## EXTRACT TO READ

***

Turkey’s deposed mayors and the Council of Europe
Abdullah Zeydan, the deposed DEM Party co-mayor of the metropolitan city of Van, was in Strasbourg last week at the Council of Europe. The Council’s raison d’être is the preservation of human rights, democracy, and the rule of law. Debates at the Congress of Regional and Local Authorities – which Zeydan was there to attend – focused on freedom of assembly and freedom of speech in parliamentary assemblies. So, what is the Congress doing for deposed and imprisoned mayors, and what more could they be doing?
Years of judicial attack
The Turkish state has long used its judicial system to pursue Kurdish politicians.
In 2016, they began deposing Kurdish mayors en masse using trumped-up charges of ‘terrorist’ links. Local power was wrested from elected mayors and councils and handed to government-appointed regional governors. These unelected “trustees” used their immense personal power for self-aggrandisement, leaving cities impoverished and often heavily indebted. Of the 102 Kurdish mayors elected in 2014, 97 were deposed and replaced by “trustees”. Of the 65 elected in 2018, six were decreed ineligible, and a further 48 were replaced.

***

## Saved entries
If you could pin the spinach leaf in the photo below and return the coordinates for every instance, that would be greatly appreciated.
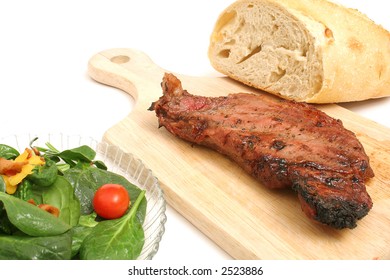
(118, 239)
(24, 247)
(8, 152)
(79, 233)
(45, 175)
(61, 195)
(83, 153)
(86, 181)
(30, 219)
(5, 225)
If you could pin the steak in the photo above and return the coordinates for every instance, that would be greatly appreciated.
(279, 142)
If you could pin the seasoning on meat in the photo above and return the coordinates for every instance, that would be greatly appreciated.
(281, 143)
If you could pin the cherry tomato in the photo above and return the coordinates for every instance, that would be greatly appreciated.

***

## TASK LIST
1. In the article on Turkey's deposed mayors, how many of the 102 Kurdish mayors elected in 2014 were deposed?
2. Print the passage of the article on Turkey's deposed mayors from "Turkey’s deposed mayors" to "pursue Kurdish politicians.".
3. Carry on the article about Turkey's deposed mayors from the point where it stops.

## ANSWER LIST
1. 97 of them were deposed and replaced by "trustees".

2.
Turkey’s deposed mayors and the Council of Europe
Abdullah Zeydan, the deposed DEM Party co-mayor of the metropolitan city of Van, was in Strasbourg last week at the Council of Europe. The Council’s raison d’être is the preservation of human rights, democracy, and the rule of law. Debates at the Congress of Regional and Local Authorities – which Zeydan was there to attend – focused on freedom of assembly and freedom of speech in parliamentary assemblies. So, what is the Congress doing for deposed and imprisoned mayors, and what more could they be doing?
Years of judicial attack
The Turkish state has long used its judicial system to pursue Kurdish politicians.

3.
Van has been under trustee control for most of the last nine years. The mayor elected in 2014 has been in prison since 2016. The mayor elected in 2019 is in exile in Germany, escaping a potential 30-year prison sentence. When Zeydan was elected with 55% of the vote in 2024, the authorities claimed he wasn’t eligible to run and recognised the runner-up candidate from the ruling Justice and Development Party (AKP) instead, whose vote share was a meager 27%. Mass protests within Turkey and abroad persuaded them to respect the decision of the voters at that time. But less than a year later, they suspended Zeydan on the basis of a case that the European Court of Human Rights ruled illegitimate, and appointed a trustee in charge yet again. Zeydan has been given a three-year and nine-month prison sentence, and his appeal waits at the High Court. Last week was the first time he had been allowed to travel to take up his delegate place at the Congress.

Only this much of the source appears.